» KUTIPAN SUMBER:
--*--
Selasa 17 Sep 2019 22:00 WIB

Kemenkes Harap Cukai Rokok Naik Bisa Turunkan Perokok

Cukai rokok naik per 1 Januari 2020.

Rep: Rr Laeny Sulistyawati/ Red: Dwi Murdaningsih
Pedagang menunjukan bungkus rokok bercukai di pasar Minggu, Jakarta, Ahad (15/9).
Foto: Republika/Prayogi
Pedagang menunjukan bungkus rokok bercukai di pasar Minggu, Jakarta, Ahad (15/9).

REPUBLIKA.CO.ID, JAKARTA -- Kementerian Kesehatan (Kemenkes) mengapreasiasi naiknya tarif cukai rokok di Tanah Air yaitu 23 persen dan 35 persen untuk harga jual eceran per 1 Januari 2020 mendatang. Kemenkes berharap naiknya cukai rokok ini bisa menurunkan jumlah perokok.

Direktur Jenderal Pencegahan dan Pengendalian Penyakit (P2P) Kemenkes Anung Sugihantono mengapresiasi upaya-upaya Kementerian Keuangan (Kemenkeu) yang memutuskan cukai rokok tetap naik meski di bawah tekanan produsen. "Tujuan kenaikan cukai rokok salah satunya untuk mengurangi proporsi perokok pemula. Memang tidak mudah tetapi kami dukung," ujarnya saat kedia briefing terkait dengan kenaikan tarif bea dan cukai rokok, di Kemenkes, di Jakarta, Selasa (17/9).

Baca Juga

Ia menyebutkan, beberapa penyakit diakibatkan oleh rokok, baik langsung maupun tidak langsung diantaranya stroke, diabetes, maupun balita bertubuh pendek (stunting). Bahkan, ia menyebutkan pembiayaan kesehatan untuk penyakit yang juga akibat rokok lainnya seperti peradangan paru (penyakit paru obstruktif kronis /PPOK) sebanyak Rp 5,9 triliun. Padahal , ia menyebutkan 87 persen masyarakat sudah jadi peserta JKN-KIS dan ini ikut membebani pembiayaan JKN-KIS.

"Dengan naiknya cukai rokok hingga 35 persen,  kami berharap konsumsi rokok menurun, utamanya perokok pemula dan dampak buruk rokok untuk kesehatan juga bisa ditekan. Efeknya pembiayaan kesehatan akibat rokok yang ditanggung oleh BPJS Kesehatan juga turun," katanya.

Dia mengutip berdasarkan data Riset Kesehatan Dasar (Riskesdas) tahun 2013, prevalensi perokok pemula sebesar 7,2 persen  meningkat menjadi 9,1 persen pada Riskesdas 2018. Harga rokok yang naik, diakuinya membuat akses mudahnya mendapatkan rokok berkurang.

"Kenaikan cukai dan harga eceran bukan satu-satunya faktor menurunkan prevalensi merokok tetapi secara teoritis empiris akan mengurangi belanja seseorang terhadap rokok. Ini yang harus dijaga," ujarnya.
--*--
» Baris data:
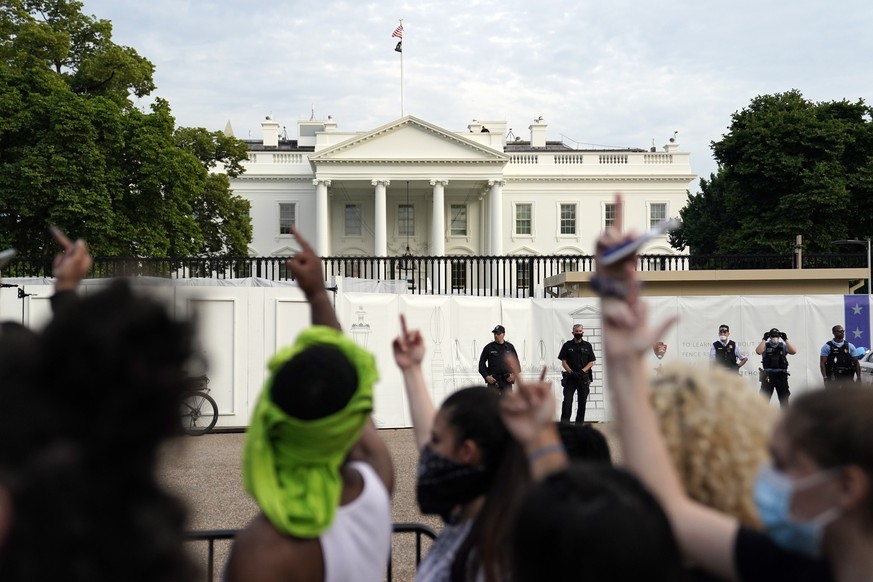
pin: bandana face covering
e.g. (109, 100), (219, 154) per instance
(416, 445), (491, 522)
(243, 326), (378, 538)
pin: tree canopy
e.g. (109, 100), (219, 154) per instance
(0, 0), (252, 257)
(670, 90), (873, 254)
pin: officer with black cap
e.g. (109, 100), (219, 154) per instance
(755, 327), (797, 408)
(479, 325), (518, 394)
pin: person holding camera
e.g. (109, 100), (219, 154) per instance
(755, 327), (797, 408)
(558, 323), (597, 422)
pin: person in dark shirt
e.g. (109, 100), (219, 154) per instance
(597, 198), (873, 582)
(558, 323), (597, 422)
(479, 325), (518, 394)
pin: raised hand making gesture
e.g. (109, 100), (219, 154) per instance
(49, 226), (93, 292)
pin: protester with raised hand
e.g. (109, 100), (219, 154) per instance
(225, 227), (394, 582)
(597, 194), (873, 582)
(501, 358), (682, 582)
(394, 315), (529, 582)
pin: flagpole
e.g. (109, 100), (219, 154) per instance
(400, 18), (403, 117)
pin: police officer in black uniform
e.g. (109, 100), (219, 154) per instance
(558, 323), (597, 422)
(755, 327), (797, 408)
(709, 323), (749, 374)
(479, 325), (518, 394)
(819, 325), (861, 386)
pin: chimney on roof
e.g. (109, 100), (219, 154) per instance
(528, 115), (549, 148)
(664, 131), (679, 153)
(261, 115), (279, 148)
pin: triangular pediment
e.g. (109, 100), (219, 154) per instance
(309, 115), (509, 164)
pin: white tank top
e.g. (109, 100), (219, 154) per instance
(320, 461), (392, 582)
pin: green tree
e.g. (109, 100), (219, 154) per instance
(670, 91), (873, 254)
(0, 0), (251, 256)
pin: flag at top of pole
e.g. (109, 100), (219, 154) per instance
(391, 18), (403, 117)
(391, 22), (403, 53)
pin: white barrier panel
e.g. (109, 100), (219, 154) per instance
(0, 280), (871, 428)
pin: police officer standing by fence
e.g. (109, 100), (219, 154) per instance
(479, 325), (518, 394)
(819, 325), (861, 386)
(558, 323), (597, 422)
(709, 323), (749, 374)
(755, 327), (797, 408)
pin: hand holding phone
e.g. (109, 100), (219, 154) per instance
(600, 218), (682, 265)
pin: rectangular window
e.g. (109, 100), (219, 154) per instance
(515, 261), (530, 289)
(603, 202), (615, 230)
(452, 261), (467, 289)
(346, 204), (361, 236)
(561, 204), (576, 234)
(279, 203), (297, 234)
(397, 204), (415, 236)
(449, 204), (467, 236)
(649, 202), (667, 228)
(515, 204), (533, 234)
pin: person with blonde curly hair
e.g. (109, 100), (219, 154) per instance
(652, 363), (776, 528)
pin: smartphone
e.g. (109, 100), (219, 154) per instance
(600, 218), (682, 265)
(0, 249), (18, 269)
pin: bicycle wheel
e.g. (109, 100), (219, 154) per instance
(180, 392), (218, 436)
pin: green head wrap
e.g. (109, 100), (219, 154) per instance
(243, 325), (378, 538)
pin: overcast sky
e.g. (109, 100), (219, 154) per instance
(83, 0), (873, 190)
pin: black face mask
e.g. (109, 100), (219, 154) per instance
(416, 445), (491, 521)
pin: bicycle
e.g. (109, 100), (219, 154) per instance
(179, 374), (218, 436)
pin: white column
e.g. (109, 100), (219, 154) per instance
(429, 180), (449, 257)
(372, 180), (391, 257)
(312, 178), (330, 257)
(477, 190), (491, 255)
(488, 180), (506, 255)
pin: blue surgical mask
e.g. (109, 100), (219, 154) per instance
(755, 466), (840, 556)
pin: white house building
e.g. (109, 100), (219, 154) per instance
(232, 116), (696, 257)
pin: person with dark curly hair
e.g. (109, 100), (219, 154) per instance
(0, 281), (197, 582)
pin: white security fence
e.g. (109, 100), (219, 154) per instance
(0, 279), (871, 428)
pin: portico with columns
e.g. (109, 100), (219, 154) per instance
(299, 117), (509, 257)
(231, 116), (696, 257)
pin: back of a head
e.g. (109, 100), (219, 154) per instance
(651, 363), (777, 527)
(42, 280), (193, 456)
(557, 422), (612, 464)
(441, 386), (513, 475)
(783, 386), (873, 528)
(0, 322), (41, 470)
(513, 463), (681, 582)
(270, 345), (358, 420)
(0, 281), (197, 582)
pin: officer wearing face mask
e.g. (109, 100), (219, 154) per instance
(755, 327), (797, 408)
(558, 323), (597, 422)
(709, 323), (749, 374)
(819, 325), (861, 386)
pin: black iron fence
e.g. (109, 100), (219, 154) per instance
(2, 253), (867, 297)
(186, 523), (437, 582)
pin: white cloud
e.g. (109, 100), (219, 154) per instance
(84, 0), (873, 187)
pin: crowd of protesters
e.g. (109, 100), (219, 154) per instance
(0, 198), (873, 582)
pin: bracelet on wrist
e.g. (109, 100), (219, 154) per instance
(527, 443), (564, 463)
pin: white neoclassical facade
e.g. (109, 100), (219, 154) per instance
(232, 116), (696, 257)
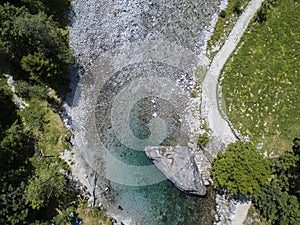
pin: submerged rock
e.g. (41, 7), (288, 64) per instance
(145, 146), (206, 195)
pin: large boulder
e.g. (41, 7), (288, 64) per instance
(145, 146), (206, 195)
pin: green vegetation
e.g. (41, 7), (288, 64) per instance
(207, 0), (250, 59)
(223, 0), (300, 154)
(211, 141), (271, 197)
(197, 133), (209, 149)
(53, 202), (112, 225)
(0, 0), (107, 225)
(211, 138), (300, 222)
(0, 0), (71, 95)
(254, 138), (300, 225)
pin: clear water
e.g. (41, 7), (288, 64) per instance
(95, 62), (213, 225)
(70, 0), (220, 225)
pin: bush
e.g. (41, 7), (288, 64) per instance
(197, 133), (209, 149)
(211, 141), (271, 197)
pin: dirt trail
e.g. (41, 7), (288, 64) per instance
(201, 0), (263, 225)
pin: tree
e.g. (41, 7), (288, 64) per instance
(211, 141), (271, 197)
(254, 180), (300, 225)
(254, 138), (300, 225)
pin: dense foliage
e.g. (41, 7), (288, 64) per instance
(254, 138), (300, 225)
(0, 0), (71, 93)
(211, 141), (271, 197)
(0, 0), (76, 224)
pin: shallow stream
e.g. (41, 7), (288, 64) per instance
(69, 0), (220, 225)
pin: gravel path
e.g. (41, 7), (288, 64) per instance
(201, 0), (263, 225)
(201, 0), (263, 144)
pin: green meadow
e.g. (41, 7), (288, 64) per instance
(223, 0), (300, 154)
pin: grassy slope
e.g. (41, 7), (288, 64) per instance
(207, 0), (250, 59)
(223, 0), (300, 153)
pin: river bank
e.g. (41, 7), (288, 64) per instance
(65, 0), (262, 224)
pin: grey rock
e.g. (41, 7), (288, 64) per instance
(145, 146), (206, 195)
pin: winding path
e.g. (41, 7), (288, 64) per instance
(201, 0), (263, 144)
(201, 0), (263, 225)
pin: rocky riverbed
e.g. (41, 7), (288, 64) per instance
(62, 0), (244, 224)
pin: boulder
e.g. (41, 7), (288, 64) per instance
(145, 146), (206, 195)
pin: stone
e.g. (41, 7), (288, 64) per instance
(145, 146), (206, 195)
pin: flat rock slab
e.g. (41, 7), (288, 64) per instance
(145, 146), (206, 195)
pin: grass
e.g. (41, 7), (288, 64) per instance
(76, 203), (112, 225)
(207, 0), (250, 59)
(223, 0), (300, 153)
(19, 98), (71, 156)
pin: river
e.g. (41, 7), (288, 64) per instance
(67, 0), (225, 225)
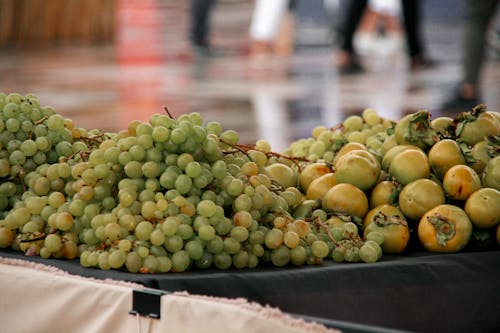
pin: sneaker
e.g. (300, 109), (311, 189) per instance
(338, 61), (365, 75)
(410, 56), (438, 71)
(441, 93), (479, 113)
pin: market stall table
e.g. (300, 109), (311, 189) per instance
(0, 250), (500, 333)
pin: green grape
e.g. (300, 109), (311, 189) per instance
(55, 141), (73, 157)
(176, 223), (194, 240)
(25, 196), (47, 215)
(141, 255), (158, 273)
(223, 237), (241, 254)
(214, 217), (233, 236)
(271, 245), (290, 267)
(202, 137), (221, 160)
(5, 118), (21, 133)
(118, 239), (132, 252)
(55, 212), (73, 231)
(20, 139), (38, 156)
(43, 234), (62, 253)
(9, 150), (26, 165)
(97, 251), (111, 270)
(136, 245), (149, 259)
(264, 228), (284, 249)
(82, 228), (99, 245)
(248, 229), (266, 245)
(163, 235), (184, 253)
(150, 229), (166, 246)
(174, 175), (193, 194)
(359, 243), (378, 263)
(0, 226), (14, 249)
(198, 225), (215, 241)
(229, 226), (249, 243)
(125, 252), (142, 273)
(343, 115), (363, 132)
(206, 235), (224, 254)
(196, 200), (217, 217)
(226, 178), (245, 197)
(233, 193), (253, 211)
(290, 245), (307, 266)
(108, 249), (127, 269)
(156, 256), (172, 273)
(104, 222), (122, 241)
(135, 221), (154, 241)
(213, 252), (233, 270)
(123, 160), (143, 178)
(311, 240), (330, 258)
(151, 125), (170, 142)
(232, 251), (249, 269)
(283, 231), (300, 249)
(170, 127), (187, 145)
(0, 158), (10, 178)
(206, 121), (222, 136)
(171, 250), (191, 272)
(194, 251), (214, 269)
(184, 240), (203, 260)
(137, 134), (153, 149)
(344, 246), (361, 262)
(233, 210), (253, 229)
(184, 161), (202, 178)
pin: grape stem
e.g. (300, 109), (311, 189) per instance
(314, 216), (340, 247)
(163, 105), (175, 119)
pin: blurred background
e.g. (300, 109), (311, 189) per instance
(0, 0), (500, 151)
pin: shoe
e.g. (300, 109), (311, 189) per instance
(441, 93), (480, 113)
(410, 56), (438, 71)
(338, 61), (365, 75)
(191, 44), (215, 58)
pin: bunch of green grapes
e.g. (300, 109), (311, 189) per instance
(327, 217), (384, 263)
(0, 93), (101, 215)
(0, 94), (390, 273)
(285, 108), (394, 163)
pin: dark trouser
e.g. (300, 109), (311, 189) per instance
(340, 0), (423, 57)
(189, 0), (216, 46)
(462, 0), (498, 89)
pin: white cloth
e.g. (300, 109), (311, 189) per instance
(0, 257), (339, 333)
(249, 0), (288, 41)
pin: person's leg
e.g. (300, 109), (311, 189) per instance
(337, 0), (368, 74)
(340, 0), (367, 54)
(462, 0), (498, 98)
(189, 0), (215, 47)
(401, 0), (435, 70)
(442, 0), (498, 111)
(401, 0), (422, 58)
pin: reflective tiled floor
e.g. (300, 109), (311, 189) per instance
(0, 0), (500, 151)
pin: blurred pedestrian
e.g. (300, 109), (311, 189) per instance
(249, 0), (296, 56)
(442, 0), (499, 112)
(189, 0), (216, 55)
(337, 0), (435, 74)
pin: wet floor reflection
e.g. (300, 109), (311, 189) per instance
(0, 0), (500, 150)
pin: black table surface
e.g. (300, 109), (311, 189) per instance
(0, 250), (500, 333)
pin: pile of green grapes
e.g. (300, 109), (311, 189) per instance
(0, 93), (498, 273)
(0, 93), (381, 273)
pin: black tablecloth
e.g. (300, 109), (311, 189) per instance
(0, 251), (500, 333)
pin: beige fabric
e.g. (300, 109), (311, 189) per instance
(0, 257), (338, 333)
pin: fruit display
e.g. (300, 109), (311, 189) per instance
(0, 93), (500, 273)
--*--
» SOAL LATIHAN 1: Tulis ulang bagian berita tentang cukai rokok, mulai dari "Cukai rokok naik per" sampai "menurunkan jumlah perokok.", dengan mengganti "Pedagang" menjadi "Penjual".
» SOAL LATIHAN 2: Sajikan baris data mulai dari baris yang memuat "pin: black tablecloth" sampai akhir data sebagai tabel Markdown berkolom "No" dan "Baris", tanpa baris kosong.

» JAWABAN TERTULIS 1:
Cukai rokok naik per 1 Januari 2020.

Rep: Rr Laeny Sulistyawati/ Red: Dwi Murdaningsih
Penjual menunjukan bungkus rokok bercukai di pasar Minggu, Jakarta, Ahad (15/9).
Foto: Republika/Prayogi
Penjual menunjukan bungkus rokok bercukai di pasar Minggu, Jakarta, Ahad (15/9).

REPUBLIKA.CO.ID, JAKARTA -- Kementerian Kesehatan (Kemenkes) mengapreasiasi naiknya tarif cukai rokok di Tanah Air yaitu 23 persen dan 35 persen untuk harga jual eceran per 1 Januari 2020 mendatang. Kemenkes berharap naiknya cukai rokok ini bisa menurunkan jumlah perokok.

» JAWABAN TERTULIS 2:
| No | Baris |
|---|---|
| 1 | pin: black tablecloth |
| 2 | e.g. (300, 109), (311, 189) per instance |
| 3 | (0, 251), (500, 333) |
| 4 | pin: beige fabric |
| 5 | e.g. (300, 109), (311, 189) per instance |
| 6 | (0, 257), (338, 333) |
| 7 | pin: fruit display |
| 8 | e.g. (300, 109), (311, 189) per instance |
| 9 | (0, 93), (500, 273) |